Former county engineer dies


Staff report

BOARDMAN

Former Mahoning County engineer Richard A. Marsico passed away unexpectedly Saturday morning at St. Elizabeth Boardman Hospital.

He was 81.

Marsico served four terms in office, beginning in 1997 until he withdrew his re-election bid in 2012 after the Democratic Party endorsed Patrick Ginnetti by a 68 percent margin in the primary.

He endorsed Ginnetti, who was unopposed in the general election.

When Marsico first assumed office, the department had a staff of 177, which he reduced to 129 by June 1998. When he retired, it had 71 employees.

“It’s been a long, rewarding career. I’ve enjoyed my engineering career,” Marsico said.

Among his proudest accomplishments, he told The Vindicator when he retired in 2012, was the widening of South Avenue from two to five lanes between Presidential Drive and Western Reserve Road in 2002 and 2003 and the widening of Western Reserve Road between Hitchcock Road and U.S. Route 62.

The 2008 rehabilitation of the 1949-vintage Fallen Firefighters Memorial Bridge, formerly the Spring Common Bridge, in downtown Youngstown, was another major project that received five federal, state, local and historic preservation awards.

Other projects during his tenure were the replacements of the Center Street, Walton Avenue, Jacobs Road and Shields Road bridges and the U.S. Route 224 bridge over Yellow Creek.

Yet another accomplishment, Marsico told The Vindicator, was the county’s 2003 drainage and erosion-control manual, which requires developers to use erosion and flood control measures.

## Exercise objective
From the article on the former county engineer, list each bridge replacement named among the other projects during his tenure.

## Supplied records
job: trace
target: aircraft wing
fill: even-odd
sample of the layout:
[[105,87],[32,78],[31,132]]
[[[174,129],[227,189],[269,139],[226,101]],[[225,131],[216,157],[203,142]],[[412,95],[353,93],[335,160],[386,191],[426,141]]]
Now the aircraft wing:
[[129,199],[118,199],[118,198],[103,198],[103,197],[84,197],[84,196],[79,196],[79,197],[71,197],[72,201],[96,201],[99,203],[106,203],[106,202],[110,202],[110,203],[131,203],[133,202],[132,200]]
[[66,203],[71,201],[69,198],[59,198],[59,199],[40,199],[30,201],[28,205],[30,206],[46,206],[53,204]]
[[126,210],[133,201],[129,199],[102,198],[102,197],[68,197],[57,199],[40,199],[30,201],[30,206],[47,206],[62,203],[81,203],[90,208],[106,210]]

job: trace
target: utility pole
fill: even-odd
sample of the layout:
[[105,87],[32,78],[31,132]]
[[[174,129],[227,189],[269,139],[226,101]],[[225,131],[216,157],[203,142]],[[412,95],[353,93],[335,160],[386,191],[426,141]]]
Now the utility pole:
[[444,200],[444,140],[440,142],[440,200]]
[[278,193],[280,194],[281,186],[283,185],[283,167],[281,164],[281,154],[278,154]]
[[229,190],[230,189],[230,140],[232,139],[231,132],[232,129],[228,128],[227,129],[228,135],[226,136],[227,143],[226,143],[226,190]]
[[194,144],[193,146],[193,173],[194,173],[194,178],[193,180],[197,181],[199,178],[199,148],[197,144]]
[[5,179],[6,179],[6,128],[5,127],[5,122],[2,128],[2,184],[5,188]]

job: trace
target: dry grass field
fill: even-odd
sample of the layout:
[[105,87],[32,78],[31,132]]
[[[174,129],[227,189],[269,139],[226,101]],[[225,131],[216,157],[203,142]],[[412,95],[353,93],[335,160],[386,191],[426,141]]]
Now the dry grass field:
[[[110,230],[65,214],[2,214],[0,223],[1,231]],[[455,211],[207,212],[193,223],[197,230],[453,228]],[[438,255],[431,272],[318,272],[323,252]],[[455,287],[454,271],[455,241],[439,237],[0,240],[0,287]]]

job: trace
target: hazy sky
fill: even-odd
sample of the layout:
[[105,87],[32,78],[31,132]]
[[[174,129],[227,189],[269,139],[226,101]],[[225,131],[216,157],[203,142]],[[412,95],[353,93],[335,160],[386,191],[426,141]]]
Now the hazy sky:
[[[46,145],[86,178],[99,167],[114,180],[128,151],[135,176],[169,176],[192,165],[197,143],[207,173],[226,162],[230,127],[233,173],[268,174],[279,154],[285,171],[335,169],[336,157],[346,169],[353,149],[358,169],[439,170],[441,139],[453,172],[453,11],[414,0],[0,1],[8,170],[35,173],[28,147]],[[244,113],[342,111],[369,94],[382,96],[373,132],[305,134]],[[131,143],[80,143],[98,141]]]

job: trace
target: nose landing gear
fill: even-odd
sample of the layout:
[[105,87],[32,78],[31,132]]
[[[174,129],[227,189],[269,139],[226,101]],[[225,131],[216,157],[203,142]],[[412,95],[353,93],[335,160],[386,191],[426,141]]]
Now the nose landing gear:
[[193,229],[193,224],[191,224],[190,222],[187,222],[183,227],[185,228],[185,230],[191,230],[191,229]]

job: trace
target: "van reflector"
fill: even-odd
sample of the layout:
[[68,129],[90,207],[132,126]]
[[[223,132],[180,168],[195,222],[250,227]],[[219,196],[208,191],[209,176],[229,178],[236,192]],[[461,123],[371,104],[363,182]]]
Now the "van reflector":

## Response to the exercise
- Center Street bridge
- Walton Avenue bridge
- Jacobs Road bridge
- Shields Road bridge
- U.S. Route 224 bridge over Yellow Creek